§ What you should do
In the records below, swap every "photo" for "image" and reproduce the lines with nothing else changed, leaving out the pictures.

*-*-*

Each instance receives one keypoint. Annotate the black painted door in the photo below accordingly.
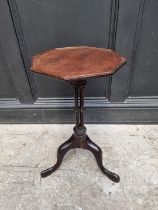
(29, 27)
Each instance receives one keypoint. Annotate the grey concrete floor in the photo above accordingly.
(129, 150)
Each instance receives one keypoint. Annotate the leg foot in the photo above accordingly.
(95, 149)
(60, 155)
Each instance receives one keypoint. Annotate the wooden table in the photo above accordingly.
(75, 65)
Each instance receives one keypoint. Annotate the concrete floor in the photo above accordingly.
(129, 150)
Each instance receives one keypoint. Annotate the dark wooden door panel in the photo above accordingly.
(52, 23)
(13, 78)
(144, 81)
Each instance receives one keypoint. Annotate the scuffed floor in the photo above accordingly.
(129, 150)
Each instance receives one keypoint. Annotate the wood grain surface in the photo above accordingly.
(70, 63)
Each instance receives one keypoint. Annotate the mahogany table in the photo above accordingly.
(75, 65)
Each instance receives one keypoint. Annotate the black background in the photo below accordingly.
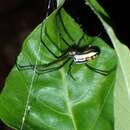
(19, 17)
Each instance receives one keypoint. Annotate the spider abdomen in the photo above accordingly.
(88, 55)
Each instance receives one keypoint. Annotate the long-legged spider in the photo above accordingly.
(74, 54)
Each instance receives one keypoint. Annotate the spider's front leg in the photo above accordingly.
(38, 69)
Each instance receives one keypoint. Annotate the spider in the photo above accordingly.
(74, 54)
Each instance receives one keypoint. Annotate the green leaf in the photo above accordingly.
(122, 88)
(53, 100)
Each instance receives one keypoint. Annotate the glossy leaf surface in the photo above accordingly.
(54, 101)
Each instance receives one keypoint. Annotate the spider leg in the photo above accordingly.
(102, 72)
(69, 70)
(52, 41)
(79, 41)
(66, 31)
(44, 42)
(26, 67)
(43, 71)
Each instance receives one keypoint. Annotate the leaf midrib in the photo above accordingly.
(65, 87)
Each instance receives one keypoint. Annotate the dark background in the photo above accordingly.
(19, 17)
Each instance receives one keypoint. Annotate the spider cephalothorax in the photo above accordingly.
(73, 55)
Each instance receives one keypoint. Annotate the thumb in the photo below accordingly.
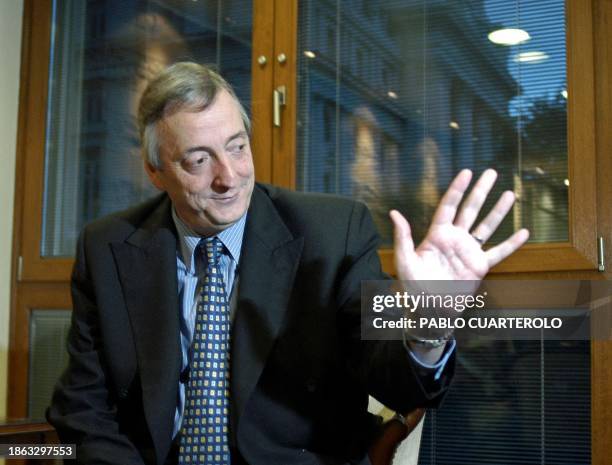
(403, 243)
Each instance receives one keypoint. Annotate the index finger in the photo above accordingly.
(447, 209)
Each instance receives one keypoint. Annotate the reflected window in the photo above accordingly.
(430, 77)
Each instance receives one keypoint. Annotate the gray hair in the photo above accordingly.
(182, 86)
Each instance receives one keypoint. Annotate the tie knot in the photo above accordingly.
(213, 250)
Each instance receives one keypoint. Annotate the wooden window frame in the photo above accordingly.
(580, 251)
(39, 282)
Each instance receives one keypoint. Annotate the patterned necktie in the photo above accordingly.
(204, 431)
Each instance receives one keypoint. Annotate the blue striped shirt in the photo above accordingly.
(191, 269)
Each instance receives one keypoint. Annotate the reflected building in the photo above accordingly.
(430, 93)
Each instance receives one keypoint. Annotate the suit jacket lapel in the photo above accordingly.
(146, 262)
(269, 259)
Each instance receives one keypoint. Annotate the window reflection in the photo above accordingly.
(395, 103)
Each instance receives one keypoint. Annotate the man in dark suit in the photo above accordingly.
(289, 268)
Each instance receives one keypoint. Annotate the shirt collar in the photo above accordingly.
(230, 237)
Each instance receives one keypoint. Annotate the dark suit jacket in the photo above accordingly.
(300, 374)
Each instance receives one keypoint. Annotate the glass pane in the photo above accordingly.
(48, 356)
(514, 402)
(102, 54)
(396, 96)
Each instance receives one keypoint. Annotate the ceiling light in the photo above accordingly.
(530, 57)
(509, 36)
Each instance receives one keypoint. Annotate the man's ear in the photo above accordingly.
(154, 175)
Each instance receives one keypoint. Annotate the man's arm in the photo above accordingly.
(391, 373)
(83, 410)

*-*-*

§ The reply
Each instance receives one keypoint. Annotate the black painted door in the image below accordingly.
(29, 27)
Each instance receives one keypoint. Annotate the grey concrete floor in the image above accordingly.
(129, 150)
Each instance receives one keypoint. Annotate the leg foot in the image above accordingly.
(95, 149)
(60, 155)
Each instance receives one keypoint. Annotate the wooden table in the image above accordingly.
(75, 65)
Each instance receives one keypoint. Annotate the concrete floor in the image above accordingly.
(129, 150)
Each instance receives one keypoint. Annotate the dark wooden door panel in the image above accordingly.
(52, 23)
(13, 78)
(144, 81)
Each instance receives one keypoint. Annotate the scuffed floor in the image above accordingly.
(129, 150)
Each instance receives one keypoint. Annotate the wood grain surface in the image above accordingly.
(70, 63)
Each instance receives one keypoint. Annotate the mahogany table in the image above accordingly.
(75, 65)
Each instance receives one keypoint. Annotate the black background in the image below accordingly.
(19, 17)
Each instance receives one keypoint. Annotate the spider abdomen in the image above accordingly.
(88, 55)
Each instance receives one keypoint. Annotate the long-legged spider in the image above accordingly.
(74, 54)
Each instance receives one keypoint. Annotate the spider's front leg in the image above accordingly.
(38, 69)
Each instance receives one keypoint. Annotate the spider in the image above accordingly.
(74, 54)
Each instance receives one keypoint. Annotate the green leaf in the image above accordingly.
(122, 88)
(53, 100)
Each instance receives one keypoint. Annotate the glossy leaf surface in the image above accordingly.
(54, 101)
Each instance receives one keypoint. Annotate the spider leg in the image above accordingly.
(102, 72)
(69, 70)
(52, 41)
(79, 41)
(66, 31)
(44, 42)
(26, 67)
(43, 71)
Each instance receives one keypoint. Annotate the leaf midrib in the image above accordingly.
(65, 87)
Each instance receives one keypoint. Annotate the dark background in the image above accordingly.
(19, 17)
Each instance receives one keypoint. Annotate the spider cephalothorax in the image above accordingly.
(73, 55)
Each instance receives one keypoint. Annotate the thumb in the image below accordingly.
(403, 243)
Each instance receives one keypoint. Annotate the index finger in the image above accordingly.
(447, 209)
Each instance receives one keypoint. Annotate the reflected window in the image above accordingly.
(430, 77)
Each instance receives one keypoint. Annotate the gray hair in the image above accordingly.
(182, 86)
Each instance receives one keypoint. Annotate the tie knot in the image above accordingly.
(213, 250)
Each instance receives one keypoint. Annotate the wooden window frame in the image above accordingly.
(580, 251)
(39, 282)
Each instance receives one keypoint. Annotate the patterned necktie in the image above accordingly.
(204, 431)
Each instance receives one keypoint. Annotate the blue striped shirt in the image above accordingly.
(191, 269)
Each instance receives one keypoint. Annotate the reflected building in the image above accordingly.
(430, 93)
Each instance receives one keypoint. Annotate the suit jacket lapel in the image above accordingly.
(146, 262)
(269, 259)
Each instance receives one keypoint. Annotate the window reflection in the image above accordingly.
(395, 103)
Each instance receives one keypoint. Annotate the man in dark suit in the image above accordingly.
(289, 268)
Each instance receives one keypoint. Annotate the shirt collar in the image above accordingly.
(230, 237)
Each instance receives one keypoint. Annotate the dark suit jacket in the image above accordingly.
(300, 374)
Each instance receives one keypoint. Annotate the glass pane in the image above accordingly.
(48, 356)
(514, 402)
(102, 54)
(396, 96)
Each instance receives one keypoint. Annotate the ceiling light in the image above accordingly.
(530, 57)
(509, 36)
Each instance receives one keypoint. Annotate the man's ear in the image above accordingly.
(154, 175)
Each instance receives one keypoint. Annotate the man's arm in the image above accordingly.
(391, 373)
(83, 410)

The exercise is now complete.